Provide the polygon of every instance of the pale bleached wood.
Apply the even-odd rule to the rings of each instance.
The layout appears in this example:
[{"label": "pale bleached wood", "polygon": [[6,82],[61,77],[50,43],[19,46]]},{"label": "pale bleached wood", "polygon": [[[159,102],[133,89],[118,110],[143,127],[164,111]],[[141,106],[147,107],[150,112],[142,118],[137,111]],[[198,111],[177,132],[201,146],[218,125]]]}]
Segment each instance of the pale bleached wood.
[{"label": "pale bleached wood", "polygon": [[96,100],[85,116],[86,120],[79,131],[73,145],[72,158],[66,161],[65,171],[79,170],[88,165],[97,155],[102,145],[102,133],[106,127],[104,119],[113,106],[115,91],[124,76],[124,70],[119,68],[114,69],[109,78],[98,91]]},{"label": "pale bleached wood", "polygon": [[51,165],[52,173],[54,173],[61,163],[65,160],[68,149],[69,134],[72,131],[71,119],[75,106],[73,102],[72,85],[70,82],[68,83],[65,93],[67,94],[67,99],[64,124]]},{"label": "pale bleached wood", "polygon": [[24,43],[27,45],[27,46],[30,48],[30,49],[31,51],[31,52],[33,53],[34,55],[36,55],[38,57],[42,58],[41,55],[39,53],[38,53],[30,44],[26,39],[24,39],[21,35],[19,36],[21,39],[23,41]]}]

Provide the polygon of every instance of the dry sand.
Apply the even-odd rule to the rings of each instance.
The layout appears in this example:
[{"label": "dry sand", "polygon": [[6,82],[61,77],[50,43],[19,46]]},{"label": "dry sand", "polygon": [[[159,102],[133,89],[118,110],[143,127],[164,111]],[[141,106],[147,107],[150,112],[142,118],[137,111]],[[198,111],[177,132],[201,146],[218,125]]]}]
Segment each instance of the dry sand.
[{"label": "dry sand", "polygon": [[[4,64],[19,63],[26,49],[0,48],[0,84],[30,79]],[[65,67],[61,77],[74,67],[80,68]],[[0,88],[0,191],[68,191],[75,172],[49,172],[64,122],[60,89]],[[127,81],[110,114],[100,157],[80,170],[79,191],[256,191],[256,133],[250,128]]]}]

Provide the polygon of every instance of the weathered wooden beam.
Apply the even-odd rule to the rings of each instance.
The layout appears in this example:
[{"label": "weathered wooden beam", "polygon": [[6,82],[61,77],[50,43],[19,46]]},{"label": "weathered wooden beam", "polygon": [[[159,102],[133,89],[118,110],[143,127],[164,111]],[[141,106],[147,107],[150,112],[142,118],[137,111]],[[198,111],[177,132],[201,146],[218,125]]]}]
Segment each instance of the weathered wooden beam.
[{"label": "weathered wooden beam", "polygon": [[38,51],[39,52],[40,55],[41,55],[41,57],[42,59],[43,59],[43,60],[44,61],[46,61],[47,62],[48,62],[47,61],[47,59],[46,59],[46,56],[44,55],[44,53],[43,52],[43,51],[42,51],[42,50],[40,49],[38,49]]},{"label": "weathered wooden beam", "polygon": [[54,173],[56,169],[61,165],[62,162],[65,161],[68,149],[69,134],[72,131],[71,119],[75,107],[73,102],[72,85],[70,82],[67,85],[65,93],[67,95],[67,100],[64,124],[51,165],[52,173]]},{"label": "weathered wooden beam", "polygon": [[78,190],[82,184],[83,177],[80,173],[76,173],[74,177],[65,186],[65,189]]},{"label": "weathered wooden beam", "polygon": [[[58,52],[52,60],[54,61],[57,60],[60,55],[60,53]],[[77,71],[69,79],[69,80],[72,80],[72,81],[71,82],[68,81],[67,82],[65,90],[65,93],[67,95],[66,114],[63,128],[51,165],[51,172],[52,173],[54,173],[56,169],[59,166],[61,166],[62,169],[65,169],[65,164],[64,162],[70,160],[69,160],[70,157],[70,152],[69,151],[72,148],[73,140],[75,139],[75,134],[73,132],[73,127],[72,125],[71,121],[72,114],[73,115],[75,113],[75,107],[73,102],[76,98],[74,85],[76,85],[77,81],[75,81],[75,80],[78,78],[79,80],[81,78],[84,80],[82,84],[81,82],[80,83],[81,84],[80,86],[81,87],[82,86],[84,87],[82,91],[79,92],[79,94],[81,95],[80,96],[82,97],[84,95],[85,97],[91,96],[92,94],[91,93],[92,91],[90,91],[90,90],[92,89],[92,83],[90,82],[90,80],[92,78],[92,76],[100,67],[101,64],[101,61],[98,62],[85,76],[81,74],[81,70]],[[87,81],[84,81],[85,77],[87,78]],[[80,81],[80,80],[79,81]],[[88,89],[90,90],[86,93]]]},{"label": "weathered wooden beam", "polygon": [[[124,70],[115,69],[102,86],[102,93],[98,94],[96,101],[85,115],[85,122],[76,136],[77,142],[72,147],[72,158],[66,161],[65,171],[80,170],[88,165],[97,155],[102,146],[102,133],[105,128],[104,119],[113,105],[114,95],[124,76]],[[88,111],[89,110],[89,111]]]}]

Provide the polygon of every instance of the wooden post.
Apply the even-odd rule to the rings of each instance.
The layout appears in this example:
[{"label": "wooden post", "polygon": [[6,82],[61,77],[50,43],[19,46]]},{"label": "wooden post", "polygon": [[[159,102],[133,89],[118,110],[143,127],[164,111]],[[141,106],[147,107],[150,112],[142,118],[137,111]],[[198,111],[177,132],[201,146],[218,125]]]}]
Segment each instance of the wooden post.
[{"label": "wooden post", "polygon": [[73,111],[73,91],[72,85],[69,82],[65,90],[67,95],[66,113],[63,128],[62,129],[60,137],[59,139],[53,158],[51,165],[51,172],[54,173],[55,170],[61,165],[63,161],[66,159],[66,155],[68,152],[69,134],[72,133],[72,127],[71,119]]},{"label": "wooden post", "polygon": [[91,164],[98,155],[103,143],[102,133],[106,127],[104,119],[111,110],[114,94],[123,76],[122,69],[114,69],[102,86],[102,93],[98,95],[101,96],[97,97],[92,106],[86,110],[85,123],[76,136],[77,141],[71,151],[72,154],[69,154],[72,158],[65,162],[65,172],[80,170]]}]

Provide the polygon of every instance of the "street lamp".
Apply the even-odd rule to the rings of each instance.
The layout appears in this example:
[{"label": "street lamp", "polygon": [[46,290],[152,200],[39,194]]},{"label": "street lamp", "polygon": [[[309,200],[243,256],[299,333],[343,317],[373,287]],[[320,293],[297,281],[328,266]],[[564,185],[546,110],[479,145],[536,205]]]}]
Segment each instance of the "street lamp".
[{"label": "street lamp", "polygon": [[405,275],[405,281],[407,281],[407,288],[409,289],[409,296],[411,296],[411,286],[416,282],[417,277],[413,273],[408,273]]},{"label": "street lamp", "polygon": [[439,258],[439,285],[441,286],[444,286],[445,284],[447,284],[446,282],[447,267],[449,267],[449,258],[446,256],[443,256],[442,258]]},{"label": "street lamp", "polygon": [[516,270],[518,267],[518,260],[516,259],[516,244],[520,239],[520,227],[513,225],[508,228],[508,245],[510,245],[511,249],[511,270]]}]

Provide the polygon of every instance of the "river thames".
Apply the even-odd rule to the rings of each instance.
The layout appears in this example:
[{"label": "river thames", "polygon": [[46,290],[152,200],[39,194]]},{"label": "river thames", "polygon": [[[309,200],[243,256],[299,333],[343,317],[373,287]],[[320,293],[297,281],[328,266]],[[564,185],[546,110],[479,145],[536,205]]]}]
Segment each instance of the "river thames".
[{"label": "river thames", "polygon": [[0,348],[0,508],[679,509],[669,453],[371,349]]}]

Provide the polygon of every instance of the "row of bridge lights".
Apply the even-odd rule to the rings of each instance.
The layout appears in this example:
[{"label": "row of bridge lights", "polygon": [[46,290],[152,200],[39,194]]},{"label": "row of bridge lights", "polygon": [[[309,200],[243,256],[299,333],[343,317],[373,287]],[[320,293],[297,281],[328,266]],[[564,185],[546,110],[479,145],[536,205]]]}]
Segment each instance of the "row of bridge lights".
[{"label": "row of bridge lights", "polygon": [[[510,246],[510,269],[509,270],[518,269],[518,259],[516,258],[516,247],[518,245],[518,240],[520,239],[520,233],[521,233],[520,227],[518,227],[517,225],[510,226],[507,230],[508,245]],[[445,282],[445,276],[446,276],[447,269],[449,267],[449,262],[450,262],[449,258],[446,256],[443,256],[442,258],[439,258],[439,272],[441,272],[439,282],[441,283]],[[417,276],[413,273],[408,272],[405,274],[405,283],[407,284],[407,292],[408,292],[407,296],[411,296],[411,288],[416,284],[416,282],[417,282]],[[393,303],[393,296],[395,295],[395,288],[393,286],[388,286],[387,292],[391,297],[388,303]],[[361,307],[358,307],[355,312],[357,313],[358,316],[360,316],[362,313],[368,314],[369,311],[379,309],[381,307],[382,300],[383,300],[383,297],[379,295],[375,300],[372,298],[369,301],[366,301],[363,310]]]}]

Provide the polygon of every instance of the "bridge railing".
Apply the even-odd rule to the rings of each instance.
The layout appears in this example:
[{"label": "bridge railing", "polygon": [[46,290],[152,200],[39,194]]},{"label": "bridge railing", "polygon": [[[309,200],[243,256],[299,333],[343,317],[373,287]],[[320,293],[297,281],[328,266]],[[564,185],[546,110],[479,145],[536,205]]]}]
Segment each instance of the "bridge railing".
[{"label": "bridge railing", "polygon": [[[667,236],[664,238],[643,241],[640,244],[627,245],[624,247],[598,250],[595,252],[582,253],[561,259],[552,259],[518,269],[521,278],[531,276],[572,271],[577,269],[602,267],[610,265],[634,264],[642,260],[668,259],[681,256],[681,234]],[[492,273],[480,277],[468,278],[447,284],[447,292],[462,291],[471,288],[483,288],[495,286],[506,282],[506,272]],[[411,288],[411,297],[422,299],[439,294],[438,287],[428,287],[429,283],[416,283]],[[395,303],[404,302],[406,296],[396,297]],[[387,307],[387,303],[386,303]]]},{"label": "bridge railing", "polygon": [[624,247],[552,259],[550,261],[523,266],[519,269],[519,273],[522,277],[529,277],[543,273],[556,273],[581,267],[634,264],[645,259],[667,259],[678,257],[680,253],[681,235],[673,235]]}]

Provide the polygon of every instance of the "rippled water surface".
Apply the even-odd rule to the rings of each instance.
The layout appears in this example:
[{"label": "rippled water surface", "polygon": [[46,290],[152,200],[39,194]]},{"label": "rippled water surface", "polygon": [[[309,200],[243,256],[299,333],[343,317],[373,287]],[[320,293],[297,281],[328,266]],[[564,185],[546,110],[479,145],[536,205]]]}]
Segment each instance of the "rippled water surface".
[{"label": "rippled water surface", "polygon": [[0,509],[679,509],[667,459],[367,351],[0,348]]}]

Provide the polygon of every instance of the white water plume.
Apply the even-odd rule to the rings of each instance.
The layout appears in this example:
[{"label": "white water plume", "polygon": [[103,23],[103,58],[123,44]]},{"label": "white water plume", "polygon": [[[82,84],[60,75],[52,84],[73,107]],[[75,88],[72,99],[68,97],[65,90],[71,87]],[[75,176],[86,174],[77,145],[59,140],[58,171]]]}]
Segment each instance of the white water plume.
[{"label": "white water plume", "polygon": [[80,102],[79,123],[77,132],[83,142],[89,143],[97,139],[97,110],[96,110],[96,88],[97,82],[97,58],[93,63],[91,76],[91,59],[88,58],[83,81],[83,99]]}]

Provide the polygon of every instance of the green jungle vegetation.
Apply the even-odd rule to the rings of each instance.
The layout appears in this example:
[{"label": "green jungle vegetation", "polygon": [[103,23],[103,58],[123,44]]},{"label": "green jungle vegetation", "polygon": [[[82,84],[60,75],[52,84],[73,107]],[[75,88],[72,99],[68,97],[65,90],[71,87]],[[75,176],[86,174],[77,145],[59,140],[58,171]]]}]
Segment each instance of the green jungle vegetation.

_____

SHORT TASK =>
Rewrite the records starting with the line containing "Provide the polygon of every instance of the white" and going on through the end of the records, replacing "layout" with "format" and leaving everything else unchanged.

SOLUTION TO THIS TASK =>
Provide the polygon of every instance of the white water plume.
Apply the even-odd rule to the rings of each instance.
The format appears in this example:
[{"label": "white water plume", "polygon": [[103,23],[103,58],[123,44]]},{"label": "white water plume", "polygon": [[[82,84],[60,75],[52,84],[73,107]],[[75,88],[72,99],[68,97],[65,90],[71,87]],[[75,176],[86,174],[77,145],[59,140],[58,171]]]}]
Segment each instance of the white water plume.
[{"label": "white water plume", "polygon": [[80,102],[79,123],[77,132],[83,142],[89,143],[97,139],[97,110],[96,110],[96,88],[97,82],[97,58],[93,63],[91,76],[91,59],[88,58],[83,81],[83,99]]}]

Provide the polygon of every instance of the green jungle vegetation.
Apply the even-odd rule to the rings of each instance.
The format appears in this example:
[{"label": "green jungle vegetation", "polygon": [[103,23],[103,58],[123,44]]},{"label": "green jungle vegetation", "polygon": [[[82,84],[60,75],[52,84],[73,107]],[[75,88],[72,99],[68,97],[65,90],[71,87]],[[75,176],[86,174],[77,145],[59,140],[58,171]]]}]
Segment each instance of the green jungle vegetation.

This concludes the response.